• DATA IN THIS EXERCISE:
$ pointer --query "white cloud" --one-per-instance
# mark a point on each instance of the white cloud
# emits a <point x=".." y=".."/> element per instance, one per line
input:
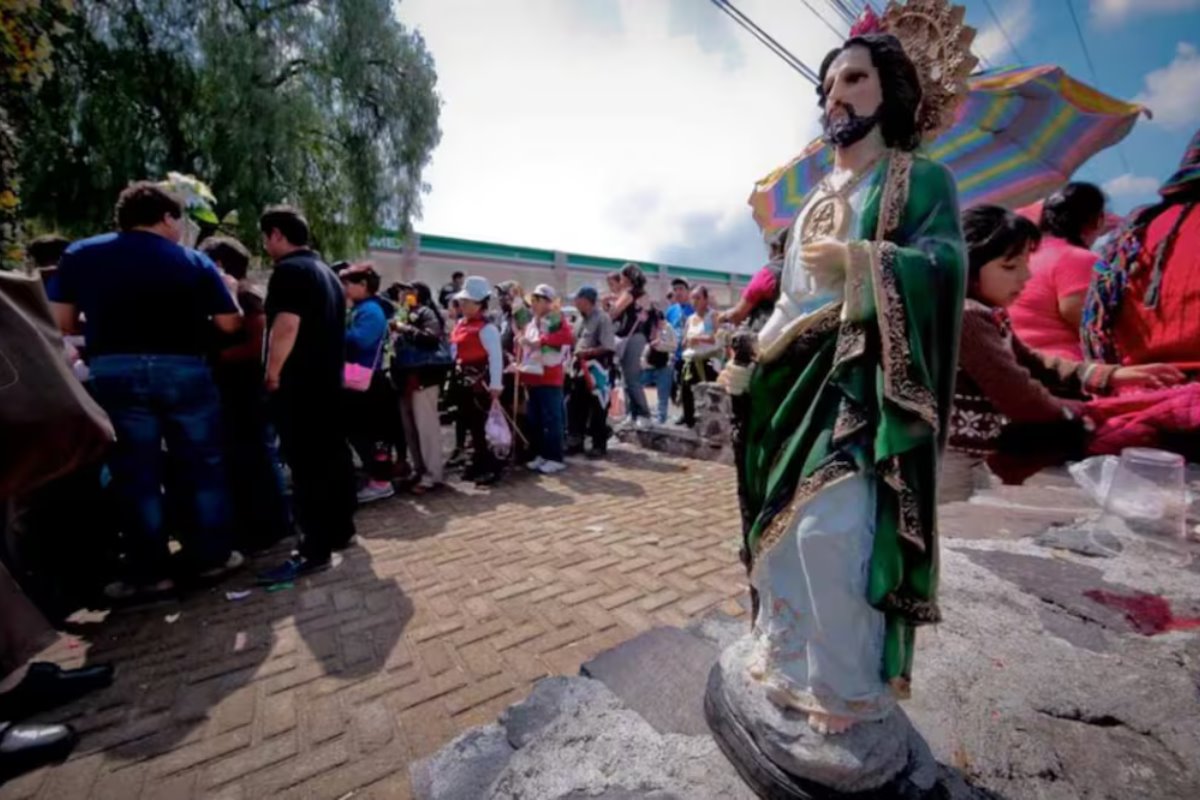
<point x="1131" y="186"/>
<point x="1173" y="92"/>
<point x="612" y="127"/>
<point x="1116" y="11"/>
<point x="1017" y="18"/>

--

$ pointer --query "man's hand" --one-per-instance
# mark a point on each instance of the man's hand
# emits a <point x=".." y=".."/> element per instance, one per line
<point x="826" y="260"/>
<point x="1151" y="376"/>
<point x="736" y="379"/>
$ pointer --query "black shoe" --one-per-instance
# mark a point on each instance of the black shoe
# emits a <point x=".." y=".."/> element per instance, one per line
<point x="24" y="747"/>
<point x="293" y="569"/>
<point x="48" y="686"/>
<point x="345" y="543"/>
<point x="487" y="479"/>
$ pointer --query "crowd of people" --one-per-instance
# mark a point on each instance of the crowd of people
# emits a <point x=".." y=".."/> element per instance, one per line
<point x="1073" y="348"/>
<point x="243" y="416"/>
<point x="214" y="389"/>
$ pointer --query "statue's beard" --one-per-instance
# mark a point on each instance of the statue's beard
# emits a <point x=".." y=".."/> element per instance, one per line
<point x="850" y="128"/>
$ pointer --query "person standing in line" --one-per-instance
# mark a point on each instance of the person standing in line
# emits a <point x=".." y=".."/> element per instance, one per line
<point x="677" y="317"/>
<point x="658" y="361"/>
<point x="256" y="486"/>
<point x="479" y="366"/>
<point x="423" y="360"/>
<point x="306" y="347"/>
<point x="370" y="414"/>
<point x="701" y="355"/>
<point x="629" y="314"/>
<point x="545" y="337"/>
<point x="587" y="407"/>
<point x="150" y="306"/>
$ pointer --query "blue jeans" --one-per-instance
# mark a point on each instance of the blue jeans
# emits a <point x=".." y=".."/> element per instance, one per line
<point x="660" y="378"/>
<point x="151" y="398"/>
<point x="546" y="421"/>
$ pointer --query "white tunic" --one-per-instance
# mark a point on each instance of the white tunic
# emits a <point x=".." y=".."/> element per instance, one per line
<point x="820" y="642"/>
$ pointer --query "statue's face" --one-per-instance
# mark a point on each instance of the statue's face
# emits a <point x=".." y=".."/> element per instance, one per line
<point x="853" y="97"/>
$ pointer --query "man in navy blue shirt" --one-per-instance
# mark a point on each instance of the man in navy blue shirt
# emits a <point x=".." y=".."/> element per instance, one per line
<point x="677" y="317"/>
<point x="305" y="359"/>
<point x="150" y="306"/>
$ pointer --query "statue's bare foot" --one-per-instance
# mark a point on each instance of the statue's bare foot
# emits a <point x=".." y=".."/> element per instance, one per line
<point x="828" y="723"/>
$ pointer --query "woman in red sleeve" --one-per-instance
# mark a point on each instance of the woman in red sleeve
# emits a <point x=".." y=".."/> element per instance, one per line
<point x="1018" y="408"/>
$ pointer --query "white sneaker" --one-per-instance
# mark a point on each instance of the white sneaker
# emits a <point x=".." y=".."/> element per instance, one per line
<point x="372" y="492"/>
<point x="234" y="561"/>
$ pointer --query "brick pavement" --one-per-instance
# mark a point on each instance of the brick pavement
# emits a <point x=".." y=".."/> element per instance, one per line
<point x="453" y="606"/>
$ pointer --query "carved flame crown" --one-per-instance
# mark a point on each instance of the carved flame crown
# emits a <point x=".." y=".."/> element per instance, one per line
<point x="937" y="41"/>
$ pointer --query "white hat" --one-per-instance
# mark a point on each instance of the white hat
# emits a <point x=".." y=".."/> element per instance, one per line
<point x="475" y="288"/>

...

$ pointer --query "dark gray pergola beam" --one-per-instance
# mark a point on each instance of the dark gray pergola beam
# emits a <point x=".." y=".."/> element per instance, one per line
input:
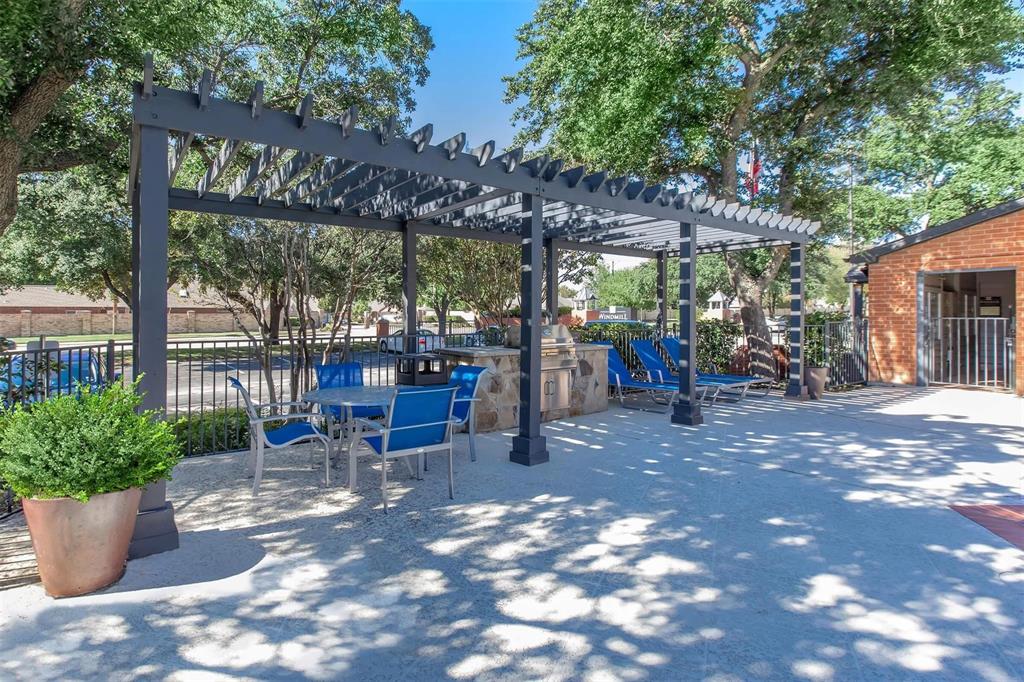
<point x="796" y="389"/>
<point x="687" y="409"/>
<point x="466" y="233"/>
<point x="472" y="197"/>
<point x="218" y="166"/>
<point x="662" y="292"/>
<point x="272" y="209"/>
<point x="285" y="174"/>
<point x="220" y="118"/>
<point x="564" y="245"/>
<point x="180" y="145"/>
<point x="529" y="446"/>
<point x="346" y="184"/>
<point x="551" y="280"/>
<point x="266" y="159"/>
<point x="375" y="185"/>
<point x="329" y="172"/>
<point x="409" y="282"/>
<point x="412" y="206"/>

• TASK BRIEF: Pull out each line of the rows above that contains the string "gray", matching uppercase and lowercase exactly.

• WRITTEN ANSWER:
$ pointer --query "dark gray pergola beam" --one-per-instance
# mark a point on each instance of the dark gray pergola beam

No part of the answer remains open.